=== Activities ===
a) According to the text on uncounted COVID-19 deaths, about how many COVID-19 deaths were reported on death certificates in 2020 and 2021?
b) From the text on uncounted COVID-19 deaths, reproduce the stretch from "The COVID-19 pandemic’s" through "in that span." word for word.

The COVID-19 pandemic’s early death toll in the United States was higher than what officials recorded, according to a new study that used machine learning to estimate COVID-19 deaths that may have been missed when people died outside hospitals. Researchers published the findings in Science Advances and focused on gaps between deaths that appeared in official counts and deaths that might have gone unrecognized in state records.
The analysis centered on the period when the virus swept through the U.S. in 2020 and 2021. The study authors said about 840,000 COVID-19 deaths were reported on death certificates in those years, but they estimated that as many as 155,000 additional deaths may have occurred outside hospitals without being recognized as COVID-19, which they calculated would mean roughly 16% of COVID-19 deaths went uncounted in that span.
The paper also aimed to identify which deaths were most likely missing from official tallies. It found that the undiagnosed dead were more likely to be Hispanic people and other people of color, and it tied that pattern to deaths that occurred in the first few months of the pandemic. The authors further said the deaths were more likely to be concentrated in certain Southern and Southwestern states, including Alabama, Oklahoma and South Carolina.

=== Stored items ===
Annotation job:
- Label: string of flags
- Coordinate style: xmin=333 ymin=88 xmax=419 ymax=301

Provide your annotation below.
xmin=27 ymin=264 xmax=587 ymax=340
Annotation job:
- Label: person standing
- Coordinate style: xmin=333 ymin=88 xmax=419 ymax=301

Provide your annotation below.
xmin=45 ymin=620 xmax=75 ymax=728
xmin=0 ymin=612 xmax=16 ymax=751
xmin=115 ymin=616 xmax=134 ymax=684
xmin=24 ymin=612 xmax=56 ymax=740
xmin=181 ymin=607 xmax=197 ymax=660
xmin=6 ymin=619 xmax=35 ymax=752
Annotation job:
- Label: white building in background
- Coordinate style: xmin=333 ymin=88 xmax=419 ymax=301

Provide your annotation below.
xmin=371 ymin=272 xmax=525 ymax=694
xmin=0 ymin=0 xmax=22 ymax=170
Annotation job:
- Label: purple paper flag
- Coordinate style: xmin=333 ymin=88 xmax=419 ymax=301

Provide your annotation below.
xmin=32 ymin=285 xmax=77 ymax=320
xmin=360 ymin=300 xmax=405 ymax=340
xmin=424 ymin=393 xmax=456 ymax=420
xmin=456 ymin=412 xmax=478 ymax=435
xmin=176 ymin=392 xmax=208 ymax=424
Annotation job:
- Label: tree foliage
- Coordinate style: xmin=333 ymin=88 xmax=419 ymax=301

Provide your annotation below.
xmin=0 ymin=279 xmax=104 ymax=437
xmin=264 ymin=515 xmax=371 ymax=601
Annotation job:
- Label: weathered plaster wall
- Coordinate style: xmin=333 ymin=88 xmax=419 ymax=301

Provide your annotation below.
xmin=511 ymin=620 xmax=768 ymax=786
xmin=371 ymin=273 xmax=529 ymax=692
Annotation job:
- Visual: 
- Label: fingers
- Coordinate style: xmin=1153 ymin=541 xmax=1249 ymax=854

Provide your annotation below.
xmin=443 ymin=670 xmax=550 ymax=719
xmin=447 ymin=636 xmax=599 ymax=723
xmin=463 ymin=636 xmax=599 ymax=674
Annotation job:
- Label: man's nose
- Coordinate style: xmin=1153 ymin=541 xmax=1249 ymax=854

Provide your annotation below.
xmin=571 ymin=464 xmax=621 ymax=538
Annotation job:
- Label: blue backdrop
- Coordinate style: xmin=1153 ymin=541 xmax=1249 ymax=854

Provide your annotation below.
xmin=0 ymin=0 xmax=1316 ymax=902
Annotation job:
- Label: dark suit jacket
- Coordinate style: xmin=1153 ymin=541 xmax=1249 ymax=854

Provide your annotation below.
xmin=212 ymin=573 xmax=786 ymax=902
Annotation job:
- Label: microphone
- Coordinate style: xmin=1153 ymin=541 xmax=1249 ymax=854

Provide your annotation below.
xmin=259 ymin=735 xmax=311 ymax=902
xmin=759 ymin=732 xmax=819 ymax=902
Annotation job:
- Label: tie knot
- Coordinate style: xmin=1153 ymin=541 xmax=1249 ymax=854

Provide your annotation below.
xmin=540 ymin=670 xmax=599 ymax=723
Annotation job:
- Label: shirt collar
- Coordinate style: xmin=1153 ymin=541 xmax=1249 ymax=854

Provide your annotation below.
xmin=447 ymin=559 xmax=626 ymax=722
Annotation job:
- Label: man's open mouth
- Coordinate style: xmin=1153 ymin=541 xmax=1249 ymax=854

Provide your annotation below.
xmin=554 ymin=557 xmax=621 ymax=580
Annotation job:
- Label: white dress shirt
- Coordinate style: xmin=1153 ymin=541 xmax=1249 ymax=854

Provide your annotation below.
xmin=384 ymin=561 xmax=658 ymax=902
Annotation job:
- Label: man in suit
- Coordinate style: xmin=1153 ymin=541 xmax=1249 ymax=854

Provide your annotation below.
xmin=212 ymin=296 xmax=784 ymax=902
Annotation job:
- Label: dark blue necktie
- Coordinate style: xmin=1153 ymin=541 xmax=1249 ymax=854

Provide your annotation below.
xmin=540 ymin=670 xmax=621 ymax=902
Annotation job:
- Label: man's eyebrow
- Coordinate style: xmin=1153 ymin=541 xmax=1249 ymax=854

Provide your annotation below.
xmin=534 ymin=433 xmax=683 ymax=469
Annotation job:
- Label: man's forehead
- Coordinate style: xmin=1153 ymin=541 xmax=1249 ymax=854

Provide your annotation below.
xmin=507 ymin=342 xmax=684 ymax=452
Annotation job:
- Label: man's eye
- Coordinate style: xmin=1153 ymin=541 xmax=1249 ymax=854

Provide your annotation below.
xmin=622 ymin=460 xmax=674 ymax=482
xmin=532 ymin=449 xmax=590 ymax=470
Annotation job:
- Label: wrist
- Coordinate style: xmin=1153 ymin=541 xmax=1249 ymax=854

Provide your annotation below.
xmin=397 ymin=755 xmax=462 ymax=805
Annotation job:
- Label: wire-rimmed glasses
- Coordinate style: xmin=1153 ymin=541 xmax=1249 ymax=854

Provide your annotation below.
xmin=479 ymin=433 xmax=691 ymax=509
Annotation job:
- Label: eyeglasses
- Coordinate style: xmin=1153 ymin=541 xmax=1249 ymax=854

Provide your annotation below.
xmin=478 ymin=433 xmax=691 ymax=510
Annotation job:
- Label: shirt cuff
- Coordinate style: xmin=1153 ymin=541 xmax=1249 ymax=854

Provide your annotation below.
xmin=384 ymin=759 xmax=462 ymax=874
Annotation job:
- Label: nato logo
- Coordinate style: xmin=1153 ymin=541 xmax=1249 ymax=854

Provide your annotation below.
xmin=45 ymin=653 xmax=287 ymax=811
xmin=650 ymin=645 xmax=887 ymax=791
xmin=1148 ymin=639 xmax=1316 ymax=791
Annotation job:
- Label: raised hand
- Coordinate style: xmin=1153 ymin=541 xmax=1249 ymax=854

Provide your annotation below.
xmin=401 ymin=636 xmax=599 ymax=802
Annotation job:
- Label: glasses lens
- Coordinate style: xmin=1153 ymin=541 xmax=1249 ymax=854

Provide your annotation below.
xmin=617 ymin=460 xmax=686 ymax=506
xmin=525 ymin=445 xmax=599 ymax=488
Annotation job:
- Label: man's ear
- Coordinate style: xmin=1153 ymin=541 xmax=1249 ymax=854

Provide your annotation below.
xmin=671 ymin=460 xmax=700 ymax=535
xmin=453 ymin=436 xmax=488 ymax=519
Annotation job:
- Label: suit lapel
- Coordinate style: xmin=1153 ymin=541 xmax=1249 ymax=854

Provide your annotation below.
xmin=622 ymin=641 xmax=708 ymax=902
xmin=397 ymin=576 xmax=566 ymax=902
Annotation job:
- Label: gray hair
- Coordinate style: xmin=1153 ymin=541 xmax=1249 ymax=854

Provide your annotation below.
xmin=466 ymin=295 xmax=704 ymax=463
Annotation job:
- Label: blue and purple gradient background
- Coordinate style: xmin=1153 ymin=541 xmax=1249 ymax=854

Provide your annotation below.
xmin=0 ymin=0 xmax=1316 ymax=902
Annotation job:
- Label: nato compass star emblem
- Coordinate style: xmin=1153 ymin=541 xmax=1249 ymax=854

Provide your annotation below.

=== Answers for the exercise ===
a) About 840,000

b)
The COVID-19 pandemic’s early death toll in the United States was higher than what officials recorded, according to a new study that used machine learning to estimate COVID-19 deaths that may have been missed when people died outside hospitals. Researchers published the findings in Science Advances and focused on gaps between deaths that appeared in official counts and deaths that might have gone unrecognized in state records.
The analysis centered on the period when the virus swept through the U.S. in 2020 and 2021. The study authors said about 840,000 COVID-19 deaths were reported on death certificates in those years, but they estimated that as many as 155,000 additional deaths may have occurred outside hospitals without being recognized as COVID-19, which they calculated would mean roughly 16% of COVID-19 deaths went uncounted in that span.